Challenge 1 :: In the excerpt, echo the stretch from "Professional Learning for" through "online PL tracker." word for word.
Challenge 2 :: In the excerpt, which five holdings make up the "Dragon Portfolio," and about what share does each one get?

Selected extract ::
** BEGIN **
All posts are the opinion of the author. As such, they should not be construed as investment advice, nor do the opinions expressed necessarily reflect the views of CFA Institute or the author’s employer. Image credit: ©Getty Images / Ascent / PKS Media Inc. 


Professional Learning for CFA Institute Members

CFA Institute members are empowered to self-determine and self-report professional learning (PL) credits earned, including content on Enterprising Investor. Members can record credits easily using their online PL tracker.

 

26 Comments

IP
Ian Prymak (not verified)
6th June 2020 | 10:10am

Agreed. Have you seen Chris Cole’s work on portfolio design? He is founder of Artemis Capital and writes a fair amount. A great piece he wrote is on what he calls the “Dragon Portfolio.” He is recommending a combination of stocks, bonds, long volatility strategies, commodity trend and precious metals - all about 20% a piece.
** END **
Supplied information ::
** BEGIN **
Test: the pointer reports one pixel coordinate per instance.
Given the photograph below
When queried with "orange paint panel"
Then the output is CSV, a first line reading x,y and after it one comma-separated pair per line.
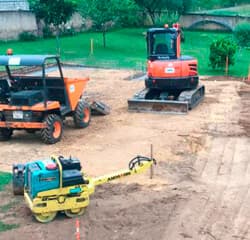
x,y
37,107
75,88
170,68
22,125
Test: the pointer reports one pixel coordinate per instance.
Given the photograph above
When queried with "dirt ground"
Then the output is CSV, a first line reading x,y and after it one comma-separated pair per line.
x,y
200,189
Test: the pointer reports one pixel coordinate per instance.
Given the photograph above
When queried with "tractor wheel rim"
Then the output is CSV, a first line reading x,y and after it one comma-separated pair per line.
x,y
86,115
57,129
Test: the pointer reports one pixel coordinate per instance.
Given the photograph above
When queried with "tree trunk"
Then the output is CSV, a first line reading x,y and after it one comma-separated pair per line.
x,y
104,38
152,16
58,48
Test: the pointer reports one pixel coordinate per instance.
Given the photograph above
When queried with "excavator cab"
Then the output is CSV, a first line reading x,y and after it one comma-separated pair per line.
x,y
161,43
172,81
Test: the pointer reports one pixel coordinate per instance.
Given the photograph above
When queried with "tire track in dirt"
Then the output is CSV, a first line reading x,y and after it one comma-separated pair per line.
x,y
217,210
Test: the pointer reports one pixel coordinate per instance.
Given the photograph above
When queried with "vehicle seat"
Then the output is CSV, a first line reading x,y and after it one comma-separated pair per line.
x,y
161,48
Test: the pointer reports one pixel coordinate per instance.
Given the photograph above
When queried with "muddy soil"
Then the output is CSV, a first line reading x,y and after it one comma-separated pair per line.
x,y
200,189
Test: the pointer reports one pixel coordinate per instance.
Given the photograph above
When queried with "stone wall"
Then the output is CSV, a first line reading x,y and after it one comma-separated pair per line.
x,y
211,22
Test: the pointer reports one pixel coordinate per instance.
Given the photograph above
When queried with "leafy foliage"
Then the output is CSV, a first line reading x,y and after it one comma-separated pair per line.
x,y
242,34
220,50
27,36
53,12
155,8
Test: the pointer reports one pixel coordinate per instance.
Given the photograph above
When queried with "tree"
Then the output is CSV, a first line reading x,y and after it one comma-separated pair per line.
x,y
242,34
106,13
54,12
222,52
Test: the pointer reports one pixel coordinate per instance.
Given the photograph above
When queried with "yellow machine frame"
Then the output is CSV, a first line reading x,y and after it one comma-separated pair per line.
x,y
74,199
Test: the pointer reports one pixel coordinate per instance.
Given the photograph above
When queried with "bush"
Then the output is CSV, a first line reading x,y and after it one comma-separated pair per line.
x,y
68,32
242,34
27,36
47,33
220,50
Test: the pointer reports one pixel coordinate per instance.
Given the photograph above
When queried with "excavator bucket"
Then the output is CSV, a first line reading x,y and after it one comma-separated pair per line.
x,y
157,106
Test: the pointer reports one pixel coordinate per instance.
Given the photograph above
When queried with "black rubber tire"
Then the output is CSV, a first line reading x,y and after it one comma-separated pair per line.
x,y
5,134
48,133
82,114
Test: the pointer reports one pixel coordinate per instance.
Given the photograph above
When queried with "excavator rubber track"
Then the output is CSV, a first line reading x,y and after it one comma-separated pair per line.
x,y
187,100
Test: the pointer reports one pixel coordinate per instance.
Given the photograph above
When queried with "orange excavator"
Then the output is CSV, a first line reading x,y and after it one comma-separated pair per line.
x,y
172,82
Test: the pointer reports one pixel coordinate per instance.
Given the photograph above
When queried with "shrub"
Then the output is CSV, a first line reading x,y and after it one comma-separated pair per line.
x,y
242,34
47,33
219,51
27,36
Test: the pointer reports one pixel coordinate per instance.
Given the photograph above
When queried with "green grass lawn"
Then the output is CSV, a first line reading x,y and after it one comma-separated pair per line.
x,y
126,48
** END **
Written answer 1 ::
Professional Learning for CFA Institute Members

CFA Institute members are empowered to self-determine and self-report professional learning (PL) credits earned, including content on Enterprising Investor. Members can record credits easily using their online PL tracker.

Written answer 2 :: Stocks, bonds, long volatility strategies, commodity trend, and precious metals, each at about 20%.